─── Record excerpts

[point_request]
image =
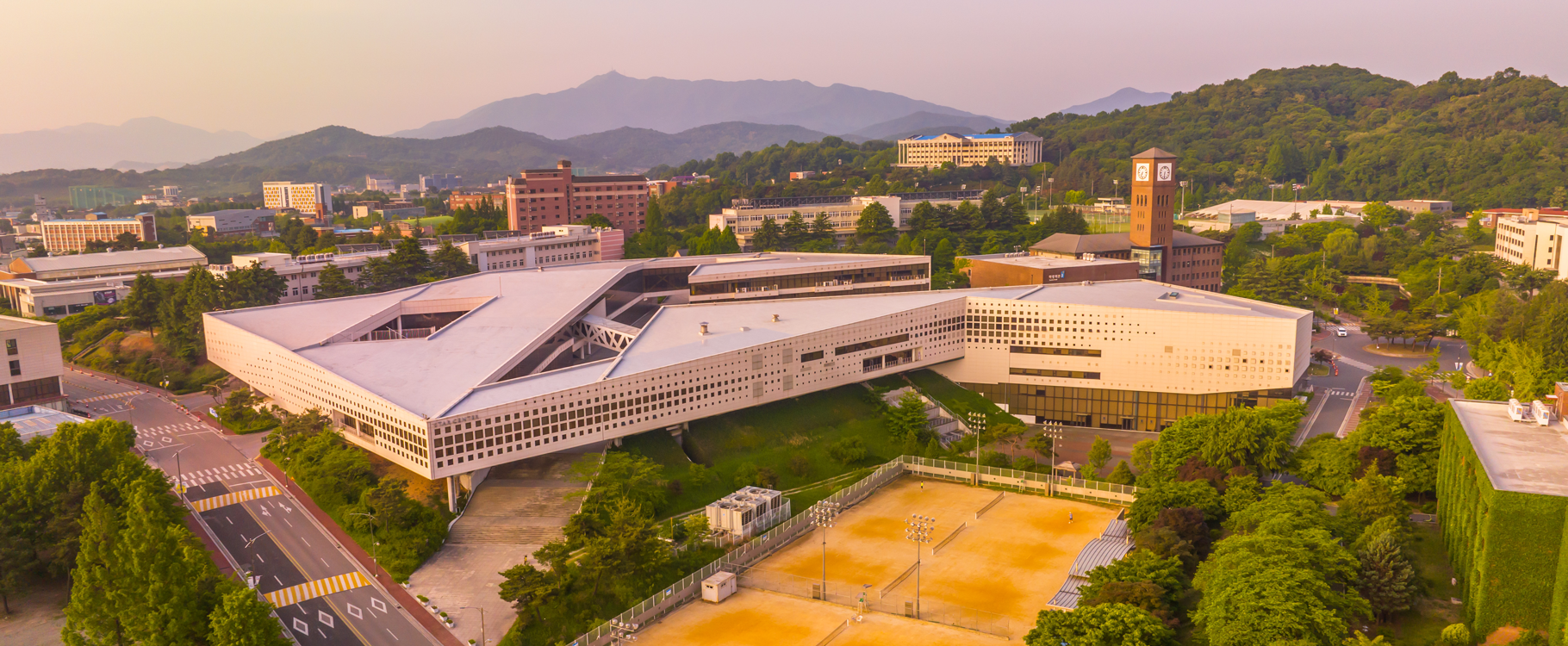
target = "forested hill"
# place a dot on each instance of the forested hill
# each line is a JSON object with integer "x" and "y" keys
{"x": 1342, "y": 132}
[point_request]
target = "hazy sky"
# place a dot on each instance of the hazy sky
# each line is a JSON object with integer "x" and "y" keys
{"x": 388, "y": 65}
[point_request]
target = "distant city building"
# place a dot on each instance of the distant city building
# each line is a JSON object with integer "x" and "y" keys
{"x": 85, "y": 198}
{"x": 551, "y": 196}
{"x": 380, "y": 183}
{"x": 304, "y": 198}
{"x": 65, "y": 235}
{"x": 1021, "y": 269}
{"x": 930, "y": 151}
{"x": 843, "y": 210}
{"x": 32, "y": 364}
{"x": 439, "y": 183}
{"x": 233, "y": 221}
{"x": 474, "y": 200}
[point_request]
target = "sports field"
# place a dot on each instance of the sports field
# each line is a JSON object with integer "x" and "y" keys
{"x": 994, "y": 575}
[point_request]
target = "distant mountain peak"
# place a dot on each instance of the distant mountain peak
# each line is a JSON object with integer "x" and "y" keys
{"x": 1120, "y": 99}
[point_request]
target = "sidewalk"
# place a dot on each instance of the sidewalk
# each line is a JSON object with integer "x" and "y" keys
{"x": 363, "y": 558}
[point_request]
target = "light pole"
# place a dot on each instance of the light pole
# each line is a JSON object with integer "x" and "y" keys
{"x": 822, "y": 514}
{"x": 919, "y": 532}
{"x": 621, "y": 632}
{"x": 482, "y": 621}
{"x": 374, "y": 543}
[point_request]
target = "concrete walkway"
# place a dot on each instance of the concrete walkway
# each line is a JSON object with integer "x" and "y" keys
{"x": 514, "y": 510}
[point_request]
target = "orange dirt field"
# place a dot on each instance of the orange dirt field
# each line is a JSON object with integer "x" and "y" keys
{"x": 1009, "y": 562}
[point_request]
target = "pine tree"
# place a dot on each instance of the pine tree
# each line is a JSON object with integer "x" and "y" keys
{"x": 1388, "y": 582}
{"x": 767, "y": 235}
{"x": 333, "y": 283}
{"x": 97, "y": 584}
{"x": 244, "y": 619}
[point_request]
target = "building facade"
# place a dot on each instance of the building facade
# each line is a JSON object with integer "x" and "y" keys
{"x": 66, "y": 235}
{"x": 527, "y": 363}
{"x": 306, "y": 198}
{"x": 32, "y": 364}
{"x": 745, "y": 215}
{"x": 930, "y": 151}
{"x": 233, "y": 221}
{"x": 554, "y": 196}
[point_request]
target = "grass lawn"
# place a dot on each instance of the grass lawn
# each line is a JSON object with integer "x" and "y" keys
{"x": 955, "y": 397}
{"x": 768, "y": 436}
{"x": 1424, "y": 624}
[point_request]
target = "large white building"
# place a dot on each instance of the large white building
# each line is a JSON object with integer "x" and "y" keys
{"x": 304, "y": 198}
{"x": 488, "y": 369}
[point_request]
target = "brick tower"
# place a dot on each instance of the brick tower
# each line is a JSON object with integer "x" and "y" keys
{"x": 1153, "y": 202}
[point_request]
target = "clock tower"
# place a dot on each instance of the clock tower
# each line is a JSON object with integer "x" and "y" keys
{"x": 1153, "y": 208}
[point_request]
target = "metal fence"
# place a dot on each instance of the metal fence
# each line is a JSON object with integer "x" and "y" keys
{"x": 762, "y": 546}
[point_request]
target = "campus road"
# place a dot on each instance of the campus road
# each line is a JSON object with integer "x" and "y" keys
{"x": 270, "y": 537}
{"x": 1353, "y": 364}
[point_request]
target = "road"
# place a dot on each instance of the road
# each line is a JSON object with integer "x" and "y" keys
{"x": 273, "y": 540}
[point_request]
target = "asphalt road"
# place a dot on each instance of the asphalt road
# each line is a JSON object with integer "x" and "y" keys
{"x": 279, "y": 544}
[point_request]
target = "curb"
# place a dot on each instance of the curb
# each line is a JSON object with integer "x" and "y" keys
{"x": 378, "y": 577}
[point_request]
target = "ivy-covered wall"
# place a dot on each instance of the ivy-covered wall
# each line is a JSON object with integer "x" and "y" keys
{"x": 1506, "y": 546}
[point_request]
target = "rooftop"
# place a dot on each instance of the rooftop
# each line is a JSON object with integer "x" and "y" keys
{"x": 1518, "y": 457}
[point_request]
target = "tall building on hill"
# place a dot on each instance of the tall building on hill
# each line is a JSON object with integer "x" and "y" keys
{"x": 930, "y": 151}
{"x": 1162, "y": 252}
{"x": 554, "y": 196}
{"x": 304, "y": 198}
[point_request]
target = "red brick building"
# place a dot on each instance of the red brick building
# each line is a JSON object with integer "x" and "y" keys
{"x": 552, "y": 196}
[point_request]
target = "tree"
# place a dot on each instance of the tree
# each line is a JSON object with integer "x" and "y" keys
{"x": 244, "y": 619}
{"x": 874, "y": 225}
{"x": 333, "y": 283}
{"x": 1098, "y": 457}
{"x": 1388, "y": 582}
{"x": 1106, "y": 624}
{"x": 906, "y": 420}
{"x": 767, "y": 235}
{"x": 451, "y": 262}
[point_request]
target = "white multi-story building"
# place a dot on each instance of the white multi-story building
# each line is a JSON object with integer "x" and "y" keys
{"x": 929, "y": 151}
{"x": 489, "y": 369}
{"x": 304, "y": 198}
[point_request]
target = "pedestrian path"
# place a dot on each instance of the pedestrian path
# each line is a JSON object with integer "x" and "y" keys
{"x": 317, "y": 588}
{"x": 244, "y": 471}
{"x": 234, "y": 497}
{"x": 170, "y": 428}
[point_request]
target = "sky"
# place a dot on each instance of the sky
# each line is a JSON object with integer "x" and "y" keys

──────

- Objective
Restate the data above exactly, stripping out each image.

- The answer
[point_request]
image =
target = "forested hill"
# place a dot on each instance of the forested hill
# each line is a JSON object with integer "x" and "y" keys
{"x": 1342, "y": 132}
[point_request]
target = "hazy sky"
# place a dot on each instance of the hazy sky
# each line is a JSON object with integer "x" and "y" keys
{"x": 388, "y": 65}
[point_request]
target = "distant city building"
# place a dot on each instance of the distant city building
# each line is a JSON object with integer "x" and "y" keys
{"x": 85, "y": 198}
{"x": 551, "y": 196}
{"x": 380, "y": 183}
{"x": 304, "y": 198}
{"x": 65, "y": 235}
{"x": 1021, "y": 269}
{"x": 930, "y": 151}
{"x": 843, "y": 210}
{"x": 32, "y": 364}
{"x": 439, "y": 183}
{"x": 233, "y": 221}
{"x": 474, "y": 200}
[point_request]
target = "sports field"
# place a dot on each instance of the sports field
# each line is a JSON object with integer "x" and "y" keys
{"x": 994, "y": 575}
[point_request]
target = "distant mountain peak"
# place a dot on each instance of the distant mountain peak
# each line is a JSON object with integer "x" and "y" keys
{"x": 1120, "y": 99}
[point_request]
target = "sidewalk"
# place a dot on each instance of the sidewalk
# each line is a JSON object with integer "x" and "y" keys
{"x": 363, "y": 558}
[point_request]
target = "light pole"
# place a dot on each instance of the light pole
# each line is a JSON object with integer "x" and "y" keys
{"x": 822, "y": 514}
{"x": 919, "y": 532}
{"x": 621, "y": 632}
{"x": 482, "y": 621}
{"x": 374, "y": 543}
[point_request]
target = "concrete walkway"
# place a dot on each instance of the concrete walkway
# each line is a JSON object with integer "x" and "y" keys
{"x": 514, "y": 510}
[point_request]
target = "orange dirt field"
# place a dot on each instance of the orange dirt field
# each line is a JSON object with integer "x" and "y" keys
{"x": 1009, "y": 562}
[point_request]
target = "pine tree"
# place a dot on each instance of the pine tree
# each line is a JSON object with integer "x" and "y" keys
{"x": 1388, "y": 582}
{"x": 767, "y": 235}
{"x": 333, "y": 283}
{"x": 97, "y": 584}
{"x": 244, "y": 619}
[point_request]
target = "building facade"
# place a dot on each instance of the building facade
# each line is a JSON object with integer "x" and "y" keys
{"x": 66, "y": 235}
{"x": 527, "y": 363}
{"x": 306, "y": 198}
{"x": 32, "y": 364}
{"x": 745, "y": 215}
{"x": 930, "y": 151}
{"x": 233, "y": 221}
{"x": 554, "y": 196}
[point_request]
target = "grass lawn"
# place a dot on each instance of the grass lawn
# each line is a JSON object with integer "x" and "y" keys
{"x": 955, "y": 397}
{"x": 768, "y": 436}
{"x": 1424, "y": 624}
[point_request]
target = "large white building"
# place a dot on each instance of the large white building
# each line is a JSON object with integer "x" and "y" keys
{"x": 304, "y": 198}
{"x": 488, "y": 369}
[point_request]
target = "brick tower"
# place a dot on each instance of the brick tower
# each line is a JSON object with integer "x" and "y" keys
{"x": 1153, "y": 202}
[point_request]
target = "clock tower"
# place a dot on each instance of the clock tower
# each line is a JSON object with integer "x" and "y" keys
{"x": 1153, "y": 208}
[point_request]
target = "metal fence"
# place a dot on each instance of the metal fence
# each line is a JSON object with integer "x" and "y" keys
{"x": 762, "y": 546}
[point_request]
target = "campus road"
# place a dot on each instance of the campus road
# each line is a JSON object with integer "x" and "y" keys
{"x": 270, "y": 537}
{"x": 1353, "y": 364}
[point_request]
target = "road"
# place a dot on each instance of the road
# each line is a JSON object with integer "x" and "y" keys
{"x": 273, "y": 540}
[point_request]
target = "asphalt road"
# place a dot on each instance of the asphalt road
# each line is a JSON object with integer "x" and "y" keys
{"x": 279, "y": 544}
[point_request]
target = "curb"
# place a dot on each instance of the curb
# each line is a JSON object with integer "x" and "y" keys
{"x": 378, "y": 577}
[point_request]
target = "ivy-covered wall"
# place a dot on each instance of the ivy-covered wall
# each line is a JSON object with integer "x" and "y" keys
{"x": 1506, "y": 546}
[point_request]
target = "rooftop"
# place a dot on each instance of the rooftop
# each line is a JSON object with integer "x" and "y" keys
{"x": 1518, "y": 457}
[point_request]
target = "tall building on hill"
# place a dot on each instance of the tall building on hill
# each line is a JSON object with integer "x" and "y" keys
{"x": 930, "y": 151}
{"x": 1162, "y": 252}
{"x": 554, "y": 196}
{"x": 304, "y": 198}
[point_request]
target = "red brick building"
# place a dot on each instance of the red brick building
# each line is a JSON object with integer "x" and "y" keys
{"x": 552, "y": 196}
[point_request]
target = "tree"
# place a dot on each instance of the tree
# each line is a JSON object with integer "x" and "y" keys
{"x": 244, "y": 619}
{"x": 874, "y": 225}
{"x": 333, "y": 283}
{"x": 1098, "y": 457}
{"x": 1388, "y": 582}
{"x": 1106, "y": 624}
{"x": 906, "y": 420}
{"x": 767, "y": 235}
{"x": 451, "y": 262}
[point_request]
target = "white multi-story building"
# place a dot on each instance of the white multi-story building
# each line is a JSON object with integer "x" and "y" keys
{"x": 929, "y": 151}
{"x": 489, "y": 369}
{"x": 304, "y": 198}
[point_request]
target = "pedestrian path"
# place a dot on each instance of the pedestrian path
# each line is a JSON object with integer "x" and "y" keys
{"x": 317, "y": 588}
{"x": 244, "y": 471}
{"x": 234, "y": 497}
{"x": 170, "y": 428}
[point_request]
target = "sky"
# place a dot on each instance of the sky
# each line is a JSON object with integer "x" and "y" keys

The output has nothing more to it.